Instructions to follow: The lines from the one containing "muzzle as a single point per instance." through the end of the entries are what to output; reproduce them exactly and add nothing.

*** Block opens ***

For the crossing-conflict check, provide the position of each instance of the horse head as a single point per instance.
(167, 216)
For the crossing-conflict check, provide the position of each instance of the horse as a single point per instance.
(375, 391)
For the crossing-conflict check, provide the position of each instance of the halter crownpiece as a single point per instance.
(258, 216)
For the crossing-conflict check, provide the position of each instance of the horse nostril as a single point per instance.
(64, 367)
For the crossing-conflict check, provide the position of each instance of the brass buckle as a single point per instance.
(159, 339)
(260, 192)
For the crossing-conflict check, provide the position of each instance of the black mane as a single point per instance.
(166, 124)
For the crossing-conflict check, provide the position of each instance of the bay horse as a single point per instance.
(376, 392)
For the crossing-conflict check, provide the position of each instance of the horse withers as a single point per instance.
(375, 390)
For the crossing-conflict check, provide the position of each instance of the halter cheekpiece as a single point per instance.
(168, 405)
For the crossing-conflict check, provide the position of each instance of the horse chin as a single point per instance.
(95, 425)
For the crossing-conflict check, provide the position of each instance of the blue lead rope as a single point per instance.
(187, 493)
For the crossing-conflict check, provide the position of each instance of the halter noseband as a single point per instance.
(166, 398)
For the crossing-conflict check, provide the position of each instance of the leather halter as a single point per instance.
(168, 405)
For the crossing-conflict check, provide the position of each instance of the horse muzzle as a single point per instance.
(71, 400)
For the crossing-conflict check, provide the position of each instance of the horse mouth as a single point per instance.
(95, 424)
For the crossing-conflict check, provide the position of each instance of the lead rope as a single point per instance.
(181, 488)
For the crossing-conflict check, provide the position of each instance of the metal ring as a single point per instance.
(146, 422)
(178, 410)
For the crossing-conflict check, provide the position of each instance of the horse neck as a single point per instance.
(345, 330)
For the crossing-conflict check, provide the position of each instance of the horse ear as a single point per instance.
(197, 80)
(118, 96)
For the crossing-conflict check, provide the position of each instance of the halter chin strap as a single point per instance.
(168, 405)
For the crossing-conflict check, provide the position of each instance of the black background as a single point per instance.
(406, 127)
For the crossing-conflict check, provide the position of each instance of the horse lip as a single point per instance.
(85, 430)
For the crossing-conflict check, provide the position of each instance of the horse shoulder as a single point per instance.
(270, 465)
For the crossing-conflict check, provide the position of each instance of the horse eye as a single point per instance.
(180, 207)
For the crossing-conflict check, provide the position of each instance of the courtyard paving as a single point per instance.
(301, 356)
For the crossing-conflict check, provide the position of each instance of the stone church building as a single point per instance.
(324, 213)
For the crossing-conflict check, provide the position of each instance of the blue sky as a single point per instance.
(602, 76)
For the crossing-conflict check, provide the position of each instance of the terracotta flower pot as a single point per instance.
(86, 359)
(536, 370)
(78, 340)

*** Block closes ***

Solution for this exercise:
For the crossing-conflict check, provide the position of each instance of the horse muzzle as a single point per instance.
(71, 400)
For the crossing-conflict check, provide the position of each instance of the horse mouth as a single point per instance.
(95, 424)
For the crossing-conflict check, provide the position of each instance of the lead rope as a single point per instance.
(181, 488)
For the crossing-conflict check, provide the position of each instance of the metal ring as a single point per instance.
(146, 422)
(178, 410)
For the crossing-conflict check, provide the position of each instance of the horse neck as a single point per instance.
(345, 330)
For the crossing-conflict check, provide the position of each instance of the horse ear as a single point per instance.
(197, 80)
(118, 96)
For the crossing-conflict check, provide the position of each instance of the halter chin strap as a single point per instance.
(168, 405)
For the crossing-conflict check, provide the position of each instance of the black background as a single point per instance.
(406, 127)
For the crossing-conflict check, provide the position of each instance of the horse lip as a single point per instance.
(85, 430)
For the crossing-conflict check, provide the position of each instance of the horse shoulder as a single point per instance.
(270, 465)
For the crossing-conflict check, provide the position of each instance of the horse eye as a single point per instance.
(180, 207)
For the crossing-conflict check, provide the position of each instance of the courtyard paving as a single point per instance.
(301, 356)
For the crossing-conflict check, provide the position of each instance of the stone church building as a single point per instance.
(324, 213)
For the crossing-conflict check, provide the position of each instance of the blue sky as a single point per instance.
(602, 76)
For the crossing-conflict check, provide the position of each instance of the terracotta flower pot as a single point per instance.
(86, 359)
(536, 370)
(78, 340)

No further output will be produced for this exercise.